■ Текст для разбора
Когда ему исполнилось 96 лет, страховая компания выдала ему чек на пять миллионов долларов, ибо он своим долгожительством значительно улучшил статистику, невыгодную страховщикам. Скорее всего, это была стоимость билета в рай, шутил Джон наедине с другом Генри Фордом.
Пожертвования Рокфеллера превысили полмиллиарда долларов. Из них более 80 миллионов получил Чикагский университет, не менее 100 миллионов — баптистская церковь. Также Джон Рокфеллер создал и до своей кончины полностью финансировал Нью-Йоркский институт медицинских исследований, Совет по всеобщему образованию, Фонд Рокфеллера и т. д. и т. п. (всего не менее пятидесяти организаций).
Аристотель Сократес Онассис неуклонно двигался к своей цели — большим деньгам, Мария Каллас — к своей, мировой славе, а по сути они двигались навстречу друг другу.
Мария начала слушать записи классических произведений в возрасте трёх лет.
Евангелия, мать Марии, годы спустя написала, как её четырёхлетняя дочь всех потрясла, подобравшись к пианоле, — механическому пианино, игравшему на перфоленте и приводившемуся в действие с помощью педалей, — и, нажимая на педали ручонками, ибо не могла достать до них ножками, вдруг сыграла, притом чисто и уверенно, «Ла Палому» — «Голубку».

■ Имеющиеся данные
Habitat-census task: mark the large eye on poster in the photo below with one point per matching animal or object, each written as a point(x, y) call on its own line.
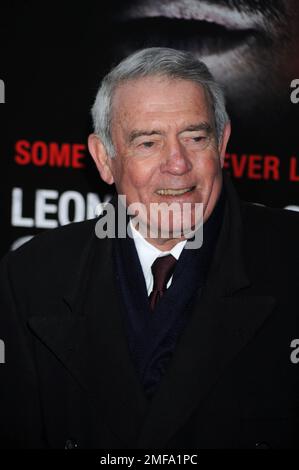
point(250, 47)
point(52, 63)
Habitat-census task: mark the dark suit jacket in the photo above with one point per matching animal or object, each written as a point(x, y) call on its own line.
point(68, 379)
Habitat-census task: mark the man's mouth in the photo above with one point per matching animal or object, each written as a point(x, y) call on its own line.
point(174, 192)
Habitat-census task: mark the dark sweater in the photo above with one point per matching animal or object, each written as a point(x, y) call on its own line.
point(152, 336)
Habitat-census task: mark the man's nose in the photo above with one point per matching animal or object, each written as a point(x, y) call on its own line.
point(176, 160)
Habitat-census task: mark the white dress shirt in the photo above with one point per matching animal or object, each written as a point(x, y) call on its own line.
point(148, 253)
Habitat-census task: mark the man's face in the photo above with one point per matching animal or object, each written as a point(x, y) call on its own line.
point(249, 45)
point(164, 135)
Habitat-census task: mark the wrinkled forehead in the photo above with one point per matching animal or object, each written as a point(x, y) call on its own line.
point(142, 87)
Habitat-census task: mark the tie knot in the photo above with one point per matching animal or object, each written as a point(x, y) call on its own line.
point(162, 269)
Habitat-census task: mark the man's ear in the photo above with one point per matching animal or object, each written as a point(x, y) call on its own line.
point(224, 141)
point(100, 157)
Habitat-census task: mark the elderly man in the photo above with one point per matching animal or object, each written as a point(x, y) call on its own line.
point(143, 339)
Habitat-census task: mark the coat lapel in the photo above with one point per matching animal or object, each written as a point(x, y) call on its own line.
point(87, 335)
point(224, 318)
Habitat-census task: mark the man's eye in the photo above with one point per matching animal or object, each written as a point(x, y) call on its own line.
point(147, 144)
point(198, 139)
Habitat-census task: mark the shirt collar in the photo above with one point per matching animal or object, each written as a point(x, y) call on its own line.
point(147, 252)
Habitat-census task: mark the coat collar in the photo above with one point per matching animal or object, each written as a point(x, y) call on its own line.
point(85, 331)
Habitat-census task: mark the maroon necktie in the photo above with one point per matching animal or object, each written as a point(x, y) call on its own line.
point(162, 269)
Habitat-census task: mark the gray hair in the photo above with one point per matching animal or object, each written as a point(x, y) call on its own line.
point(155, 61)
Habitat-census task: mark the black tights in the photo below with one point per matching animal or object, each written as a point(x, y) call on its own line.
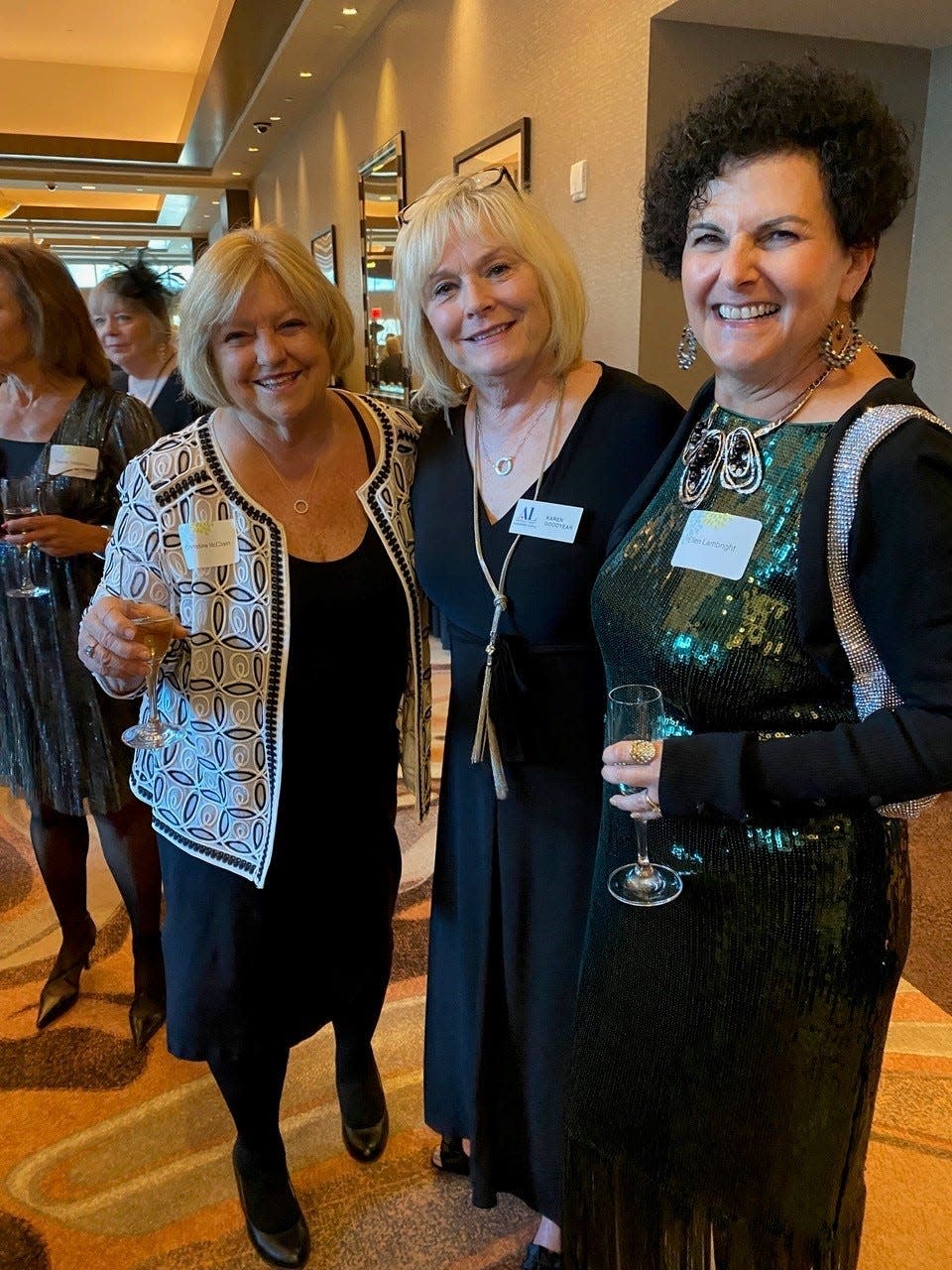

■ Что сделать
A: Перепишите из текста для разбора без изменений фрагмент, который открывается словами «Когда ему исполнилось» и завершается словами «другом Генри Фордом.».
B: Сколько денег, согласно тексту для разбора, получил от Рокфеллера Чикагский университет?
Строки никак не связаны с текстом для разбора.

■ Ответы к заданиям
A:
Когда ему исполнилось 96 лет, страховая компания выдала ему чек на пять миллионов долларов, ибо он своим долгожительством значительно улучшил статистику, невыгодную страховщикам. Скорее всего, это была стоимость билета в рай, шутил Джон наедине с другом Генри Фордом.

B: Более 80 миллионов долларов.